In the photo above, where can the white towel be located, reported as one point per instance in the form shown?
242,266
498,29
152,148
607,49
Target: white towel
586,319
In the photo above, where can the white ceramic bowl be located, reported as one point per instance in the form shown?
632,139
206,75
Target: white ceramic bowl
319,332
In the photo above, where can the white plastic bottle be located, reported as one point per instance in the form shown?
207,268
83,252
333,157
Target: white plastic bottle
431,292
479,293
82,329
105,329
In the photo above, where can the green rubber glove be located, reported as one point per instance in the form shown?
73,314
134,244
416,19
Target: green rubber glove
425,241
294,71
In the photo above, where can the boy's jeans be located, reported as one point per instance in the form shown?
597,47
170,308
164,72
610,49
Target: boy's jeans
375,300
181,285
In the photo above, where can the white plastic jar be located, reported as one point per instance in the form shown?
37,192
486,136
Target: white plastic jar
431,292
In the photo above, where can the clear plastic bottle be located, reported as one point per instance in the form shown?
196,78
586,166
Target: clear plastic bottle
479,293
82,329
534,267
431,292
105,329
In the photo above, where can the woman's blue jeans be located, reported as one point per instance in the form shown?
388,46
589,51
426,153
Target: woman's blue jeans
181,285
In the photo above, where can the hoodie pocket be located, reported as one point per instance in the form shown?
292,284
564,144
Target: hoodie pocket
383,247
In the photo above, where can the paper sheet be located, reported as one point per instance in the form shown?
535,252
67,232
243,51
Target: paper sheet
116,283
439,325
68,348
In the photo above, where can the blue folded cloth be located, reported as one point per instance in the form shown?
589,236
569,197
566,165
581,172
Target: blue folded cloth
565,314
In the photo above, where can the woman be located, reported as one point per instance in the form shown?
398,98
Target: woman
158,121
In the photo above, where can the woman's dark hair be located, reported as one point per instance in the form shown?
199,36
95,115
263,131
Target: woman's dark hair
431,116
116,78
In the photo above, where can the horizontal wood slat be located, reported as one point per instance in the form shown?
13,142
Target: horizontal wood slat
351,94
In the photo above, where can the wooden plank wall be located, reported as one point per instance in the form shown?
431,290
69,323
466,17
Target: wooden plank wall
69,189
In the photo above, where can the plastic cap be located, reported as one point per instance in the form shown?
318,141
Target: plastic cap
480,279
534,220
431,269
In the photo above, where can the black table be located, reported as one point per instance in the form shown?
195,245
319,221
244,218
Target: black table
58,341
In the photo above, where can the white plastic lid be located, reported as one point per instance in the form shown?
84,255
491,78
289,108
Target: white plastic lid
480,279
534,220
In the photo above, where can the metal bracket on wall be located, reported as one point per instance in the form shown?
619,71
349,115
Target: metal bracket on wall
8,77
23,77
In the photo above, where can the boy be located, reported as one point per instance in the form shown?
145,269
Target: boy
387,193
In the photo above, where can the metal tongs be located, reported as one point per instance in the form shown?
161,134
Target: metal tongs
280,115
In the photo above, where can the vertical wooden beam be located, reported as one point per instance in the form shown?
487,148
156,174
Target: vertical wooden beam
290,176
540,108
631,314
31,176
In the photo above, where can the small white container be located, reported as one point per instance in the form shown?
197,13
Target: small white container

## OBJECTIVE
Can you render every line of the entries above as a Markdown table with two columns, "Row" for the row number and "Line" for the line itself, leaving out any blank lines?

## CORRECT ANSWER
| Row | Line |
|---|---|
| 1 | In the photo above, where can the white towel be located, reported as one point per instance in the form shown? |
| 2 | 242,266 |
| 3 | 498,29 |
| 4 | 152,148 |
| 5 | 607,49 |
| 6 | Target: white towel |
| 7 | 586,319 |
| 8 | In the photo above, where can the white ceramic bowl be located, reported as one point per instance in the form shown? |
| 9 | 632,139 |
| 10 | 206,75 |
| 11 | Target: white ceramic bowl |
| 12 | 319,332 |
| 13 | In the photo above, where can the white plastic bottle be located, reported as one point per instance in the form shown? |
| 14 | 207,268 |
| 15 | 83,252 |
| 16 | 333,157 |
| 17 | Target: white plastic bottle |
| 18 | 431,292 |
| 19 | 479,293 |
| 20 | 82,329 |
| 21 | 105,329 |
| 22 | In the photo above, where can the green rubber glove be located, reported as one point per instance in the form shown? |
| 23 | 73,314 |
| 24 | 134,244 |
| 25 | 416,19 |
| 26 | Target: green rubber glove |
| 27 | 425,241 |
| 28 | 294,71 |
| 29 | In the photo above, where can the boy's jeans be located, reported as one point per instance in the form shown? |
| 30 | 597,47 |
| 31 | 170,308 |
| 32 | 164,72 |
| 33 | 610,49 |
| 34 | Target: boy's jeans |
| 35 | 375,300 |
| 36 | 181,285 |
| 37 | In the photo above, where can the white plastic jar be located, reported as one point per instance in the form shown? |
| 38 | 37,192 |
| 39 | 486,136 |
| 40 | Target: white plastic jar |
| 41 | 431,292 |
| 42 | In the photo above, where can the clear plastic bottle be located, reported as one point per instance in the form shown? |
| 43 | 196,78 |
| 44 | 586,166 |
| 45 | Target: clear plastic bottle |
| 46 | 479,293 |
| 47 | 82,329 |
| 48 | 534,267 |
| 49 | 431,292 |
| 50 | 105,329 |
| 51 | In the photo above, where can the woman's blue jeans be located, reported as one point per instance in the form shown? |
| 52 | 388,46 |
| 53 | 589,51 |
| 54 | 426,153 |
| 55 | Target: woman's blue jeans |
| 56 | 181,285 |
| 57 | In the photo above, where can the hoodie pocket be located, reported as one point per instance in the form shown? |
| 58 | 292,284 |
| 59 | 564,144 |
| 60 | Target: hoodie pocket |
| 61 | 383,247 |
| 62 | In the photo above, where can the paper sheet be located, reported as one point per instance in the form shown? |
| 63 | 535,252 |
| 64 | 67,232 |
| 65 | 243,51 |
| 66 | Target: paper sheet |
| 67 | 116,283 |
| 68 | 439,325 |
| 69 | 68,348 |
| 70 | In the photo above, where can the blue folded cloth be located, reported as one point per instance in the form shown? |
| 71 | 589,236 |
| 72 | 569,197 |
| 73 | 566,165 |
| 74 | 581,172 |
| 75 | Target: blue folded cloth |
| 76 | 565,314 |
| 77 | In the photo above, where can the woman be located, reported as one point per instance in the form shown? |
| 78 | 398,98 |
| 79 | Target: woman |
| 80 | 158,121 |
| 81 | In the photo above, where can the woman's dark hair be located, reported as one point per instance in the form shown? |
| 82 | 199,36 |
| 83 | 95,115 |
| 84 | 263,131 |
| 85 | Target: woman's dark hair |
| 86 | 431,116 |
| 87 | 116,78 |
| 88 | In the photo above, where can the horizontal wood slat be located, reported as one point per instance in the form shown? |
| 89 | 13,142 |
| 90 | Target: horizontal wood slat |
| 91 | 351,94 |
| 92 | In the photo above, where can the wooden plank wall be located, reported as one point per instance in the form shown? |
| 93 | 431,290 |
| 94 | 69,323 |
| 95 | 466,17 |
| 96 | Target: wooden plank wall |
| 97 | 69,189 |
| 98 | In the photo above, where can the plastic cap be located, reported as one point per instance in the form shown? |
| 99 | 318,141 |
| 100 | Target: plastic cap |
| 101 | 480,279 |
| 102 | 534,220 |
| 103 | 431,269 |
| 104 | In the photo above, where can the black table be located, reported as one point per instance in the form shown? |
| 105 | 195,245 |
| 106 | 319,221 |
| 107 | 244,218 |
| 108 | Target: black table |
| 109 | 58,341 |
| 110 | In the photo above, where can the white plastic lid be located, reported as one point per instance in the form shown? |
| 111 | 84,255 |
| 112 | 491,78 |
| 113 | 289,108 |
| 114 | Target: white plastic lid |
| 115 | 480,279 |
| 116 | 534,220 |
| 117 | In the photo above, where can the metal bracket on wall be located, reported as one point per instance in the form shown? |
| 118 | 619,71 |
| 119 | 349,115 |
| 120 | Target: metal bracket on wall |
| 121 | 8,77 |
| 122 | 23,77 |
| 123 | In the photo above, where can the boy be located, reported as one point per instance in the form shown? |
| 124 | 145,269 |
| 125 | Target: boy |
| 126 | 387,193 |
| 127 | In the photo above, where can the metal tongs be located, reported as one point per instance in the form shown? |
| 128 | 161,134 |
| 129 | Target: metal tongs |
| 130 | 280,115 |
| 131 | In the photo above, where can the vertical wooden beam be located, reported as one point per instance in the form shown? |
| 132 | 487,148 |
| 133 | 156,174 |
| 134 | Target: vertical wooden beam |
| 135 | 290,176 |
| 136 | 540,108 |
| 137 | 631,314 |
| 138 | 31,176 |
| 139 | In the photo above, where can the small white container be located, reported as one point per instance in the form shown? |
| 140 | 197,13 |
| 141 | Target: small white container |